» **WORK INSTRUCTIONS**
Return, word for word, only the lines of the data below that lie between the line with "Category: black alloy wheel" and the line with "Category: wheel spoke", those two lines included.
*** Opening DATA EXTRACT ***
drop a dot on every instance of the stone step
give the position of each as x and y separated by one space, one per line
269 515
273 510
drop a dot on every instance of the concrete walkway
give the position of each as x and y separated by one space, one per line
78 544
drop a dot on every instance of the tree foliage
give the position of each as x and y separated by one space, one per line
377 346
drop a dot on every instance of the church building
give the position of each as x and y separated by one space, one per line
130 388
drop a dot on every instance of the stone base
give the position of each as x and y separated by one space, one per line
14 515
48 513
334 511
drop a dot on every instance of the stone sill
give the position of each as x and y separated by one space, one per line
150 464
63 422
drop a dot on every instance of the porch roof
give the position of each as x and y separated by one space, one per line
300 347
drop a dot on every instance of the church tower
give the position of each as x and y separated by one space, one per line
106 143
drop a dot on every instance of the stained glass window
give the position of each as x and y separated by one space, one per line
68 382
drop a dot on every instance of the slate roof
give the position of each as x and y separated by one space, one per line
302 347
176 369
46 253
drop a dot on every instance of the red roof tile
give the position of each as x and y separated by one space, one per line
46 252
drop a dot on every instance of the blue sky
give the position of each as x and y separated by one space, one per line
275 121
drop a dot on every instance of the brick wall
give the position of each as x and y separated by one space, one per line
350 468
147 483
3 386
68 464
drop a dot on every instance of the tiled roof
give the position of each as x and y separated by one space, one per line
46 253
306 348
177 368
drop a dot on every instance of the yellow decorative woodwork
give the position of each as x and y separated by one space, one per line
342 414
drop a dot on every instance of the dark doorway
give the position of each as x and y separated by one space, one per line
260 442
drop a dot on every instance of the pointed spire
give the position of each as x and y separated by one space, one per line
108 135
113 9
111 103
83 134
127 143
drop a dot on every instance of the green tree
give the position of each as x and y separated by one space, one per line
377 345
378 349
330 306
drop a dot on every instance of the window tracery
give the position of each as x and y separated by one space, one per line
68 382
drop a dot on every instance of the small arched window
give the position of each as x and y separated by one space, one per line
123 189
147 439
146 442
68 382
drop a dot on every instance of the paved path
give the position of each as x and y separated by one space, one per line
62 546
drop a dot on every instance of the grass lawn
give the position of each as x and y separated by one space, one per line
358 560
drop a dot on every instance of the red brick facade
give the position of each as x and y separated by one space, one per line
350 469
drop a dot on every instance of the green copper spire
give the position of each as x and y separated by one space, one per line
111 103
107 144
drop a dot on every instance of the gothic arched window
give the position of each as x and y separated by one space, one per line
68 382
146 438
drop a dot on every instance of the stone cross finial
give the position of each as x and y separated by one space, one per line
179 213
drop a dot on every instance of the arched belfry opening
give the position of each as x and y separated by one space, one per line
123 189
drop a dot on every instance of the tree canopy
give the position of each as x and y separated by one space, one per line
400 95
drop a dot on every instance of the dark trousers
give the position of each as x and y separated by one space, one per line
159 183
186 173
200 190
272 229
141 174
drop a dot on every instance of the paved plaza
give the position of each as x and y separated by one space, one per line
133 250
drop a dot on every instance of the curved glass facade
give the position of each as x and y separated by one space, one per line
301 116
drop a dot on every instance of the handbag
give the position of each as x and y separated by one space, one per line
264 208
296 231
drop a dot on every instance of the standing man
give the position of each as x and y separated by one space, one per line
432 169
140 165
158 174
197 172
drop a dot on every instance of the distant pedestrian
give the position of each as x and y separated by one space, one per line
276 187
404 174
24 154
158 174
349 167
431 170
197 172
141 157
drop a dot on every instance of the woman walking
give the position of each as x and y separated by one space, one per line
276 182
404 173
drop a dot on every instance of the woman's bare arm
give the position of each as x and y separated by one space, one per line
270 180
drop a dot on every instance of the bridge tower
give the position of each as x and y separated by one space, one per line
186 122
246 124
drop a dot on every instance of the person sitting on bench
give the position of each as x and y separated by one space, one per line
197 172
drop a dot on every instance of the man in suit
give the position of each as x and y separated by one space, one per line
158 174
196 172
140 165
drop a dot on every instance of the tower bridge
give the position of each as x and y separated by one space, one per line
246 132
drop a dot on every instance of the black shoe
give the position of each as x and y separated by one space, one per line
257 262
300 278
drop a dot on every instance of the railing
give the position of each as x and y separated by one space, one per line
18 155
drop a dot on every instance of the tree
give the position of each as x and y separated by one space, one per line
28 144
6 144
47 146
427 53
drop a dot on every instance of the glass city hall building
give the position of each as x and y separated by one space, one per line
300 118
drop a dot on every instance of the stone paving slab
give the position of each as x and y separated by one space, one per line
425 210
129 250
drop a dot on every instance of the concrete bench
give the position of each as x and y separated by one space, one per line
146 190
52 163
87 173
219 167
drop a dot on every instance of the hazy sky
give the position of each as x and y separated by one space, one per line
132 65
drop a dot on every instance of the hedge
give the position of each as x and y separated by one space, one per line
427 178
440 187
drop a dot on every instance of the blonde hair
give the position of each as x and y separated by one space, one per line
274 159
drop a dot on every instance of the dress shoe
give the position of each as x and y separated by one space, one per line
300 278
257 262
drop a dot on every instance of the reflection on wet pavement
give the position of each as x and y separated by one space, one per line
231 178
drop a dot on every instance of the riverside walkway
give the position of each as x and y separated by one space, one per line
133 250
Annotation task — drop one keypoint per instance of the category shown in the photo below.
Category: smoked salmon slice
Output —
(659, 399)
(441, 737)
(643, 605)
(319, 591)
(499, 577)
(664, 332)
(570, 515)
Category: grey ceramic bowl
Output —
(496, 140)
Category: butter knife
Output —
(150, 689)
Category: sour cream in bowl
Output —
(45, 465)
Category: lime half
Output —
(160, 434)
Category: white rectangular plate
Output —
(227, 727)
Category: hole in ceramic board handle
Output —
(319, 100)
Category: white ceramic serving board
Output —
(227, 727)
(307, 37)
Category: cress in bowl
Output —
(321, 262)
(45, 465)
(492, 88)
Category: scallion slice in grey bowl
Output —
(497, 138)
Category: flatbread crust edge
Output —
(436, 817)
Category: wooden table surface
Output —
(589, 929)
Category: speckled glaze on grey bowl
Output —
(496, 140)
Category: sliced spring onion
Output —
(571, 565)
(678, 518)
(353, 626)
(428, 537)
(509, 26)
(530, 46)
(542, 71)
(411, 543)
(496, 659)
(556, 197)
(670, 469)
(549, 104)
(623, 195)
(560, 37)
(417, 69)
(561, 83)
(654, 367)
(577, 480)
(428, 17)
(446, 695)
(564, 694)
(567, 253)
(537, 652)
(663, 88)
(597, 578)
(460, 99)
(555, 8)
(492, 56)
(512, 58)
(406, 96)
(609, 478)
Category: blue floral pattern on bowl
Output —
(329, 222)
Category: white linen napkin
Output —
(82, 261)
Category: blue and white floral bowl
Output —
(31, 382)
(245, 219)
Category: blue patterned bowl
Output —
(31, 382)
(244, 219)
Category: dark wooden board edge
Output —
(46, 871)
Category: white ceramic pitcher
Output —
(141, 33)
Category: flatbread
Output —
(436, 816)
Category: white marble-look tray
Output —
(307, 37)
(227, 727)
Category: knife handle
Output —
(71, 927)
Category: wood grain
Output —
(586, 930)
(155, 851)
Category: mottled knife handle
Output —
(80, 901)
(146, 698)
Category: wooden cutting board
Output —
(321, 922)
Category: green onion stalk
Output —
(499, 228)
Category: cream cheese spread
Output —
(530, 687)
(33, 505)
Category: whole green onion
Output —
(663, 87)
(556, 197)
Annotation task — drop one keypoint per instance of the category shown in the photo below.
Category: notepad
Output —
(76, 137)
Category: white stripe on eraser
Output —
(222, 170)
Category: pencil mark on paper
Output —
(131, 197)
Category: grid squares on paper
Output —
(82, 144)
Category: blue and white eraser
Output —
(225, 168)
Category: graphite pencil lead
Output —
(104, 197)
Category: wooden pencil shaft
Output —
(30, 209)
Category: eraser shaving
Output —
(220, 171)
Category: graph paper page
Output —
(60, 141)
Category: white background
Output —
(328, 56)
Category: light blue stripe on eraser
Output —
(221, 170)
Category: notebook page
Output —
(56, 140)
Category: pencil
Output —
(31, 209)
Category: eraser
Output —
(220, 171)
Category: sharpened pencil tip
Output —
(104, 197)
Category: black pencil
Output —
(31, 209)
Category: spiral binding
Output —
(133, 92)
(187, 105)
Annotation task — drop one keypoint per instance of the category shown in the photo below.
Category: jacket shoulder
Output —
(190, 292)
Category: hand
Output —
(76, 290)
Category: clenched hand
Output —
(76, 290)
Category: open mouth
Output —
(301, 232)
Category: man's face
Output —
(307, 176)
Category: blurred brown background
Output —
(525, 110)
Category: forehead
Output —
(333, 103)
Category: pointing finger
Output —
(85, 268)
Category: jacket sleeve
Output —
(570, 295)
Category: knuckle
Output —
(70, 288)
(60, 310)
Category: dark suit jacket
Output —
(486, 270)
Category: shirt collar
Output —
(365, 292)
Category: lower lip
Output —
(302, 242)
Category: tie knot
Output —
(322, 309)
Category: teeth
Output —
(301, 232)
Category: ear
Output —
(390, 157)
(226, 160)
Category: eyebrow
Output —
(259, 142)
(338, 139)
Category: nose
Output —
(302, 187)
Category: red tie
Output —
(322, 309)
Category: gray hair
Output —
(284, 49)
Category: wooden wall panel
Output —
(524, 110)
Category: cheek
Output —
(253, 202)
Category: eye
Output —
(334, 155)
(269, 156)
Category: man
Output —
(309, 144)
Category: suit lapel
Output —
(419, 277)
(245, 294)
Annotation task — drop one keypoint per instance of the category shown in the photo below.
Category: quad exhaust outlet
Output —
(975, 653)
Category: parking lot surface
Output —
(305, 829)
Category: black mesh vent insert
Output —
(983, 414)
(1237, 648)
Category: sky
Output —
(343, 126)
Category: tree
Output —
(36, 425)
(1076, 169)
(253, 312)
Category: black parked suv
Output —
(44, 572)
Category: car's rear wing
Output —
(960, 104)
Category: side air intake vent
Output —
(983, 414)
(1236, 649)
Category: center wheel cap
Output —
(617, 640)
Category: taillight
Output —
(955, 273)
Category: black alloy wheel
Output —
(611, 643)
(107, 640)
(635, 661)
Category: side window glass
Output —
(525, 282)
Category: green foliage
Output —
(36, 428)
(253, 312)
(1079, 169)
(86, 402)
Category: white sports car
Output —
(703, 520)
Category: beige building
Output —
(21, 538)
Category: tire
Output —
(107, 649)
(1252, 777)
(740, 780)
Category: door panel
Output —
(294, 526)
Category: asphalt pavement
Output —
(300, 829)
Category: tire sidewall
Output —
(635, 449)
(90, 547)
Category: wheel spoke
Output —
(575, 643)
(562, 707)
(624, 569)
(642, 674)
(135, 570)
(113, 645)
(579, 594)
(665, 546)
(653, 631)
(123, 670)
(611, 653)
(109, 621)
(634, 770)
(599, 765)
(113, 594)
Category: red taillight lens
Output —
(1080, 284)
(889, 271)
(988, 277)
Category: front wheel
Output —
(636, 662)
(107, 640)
*** Closing DATA EXTRACT ***
» **ANSWER TO THIS PROBLEM**
Category: black alloy wheel
Output —
(611, 643)
(107, 640)
(635, 661)
Category: side window glass
Output —
(525, 282)
Category: green foliage
Output —
(36, 428)
(253, 312)
(1079, 169)
(86, 402)
Category: white sports car
Output —
(703, 520)
Category: beige building
Output —
(21, 538)
Category: tire
Output —
(107, 649)
(1252, 777)
(740, 780)
Category: door panel
Output —
(294, 526)
Category: asphalt pavement
Output —
(300, 829)
Category: tire sidewall
Output —
(635, 449)
(90, 547)
Category: wheel spoke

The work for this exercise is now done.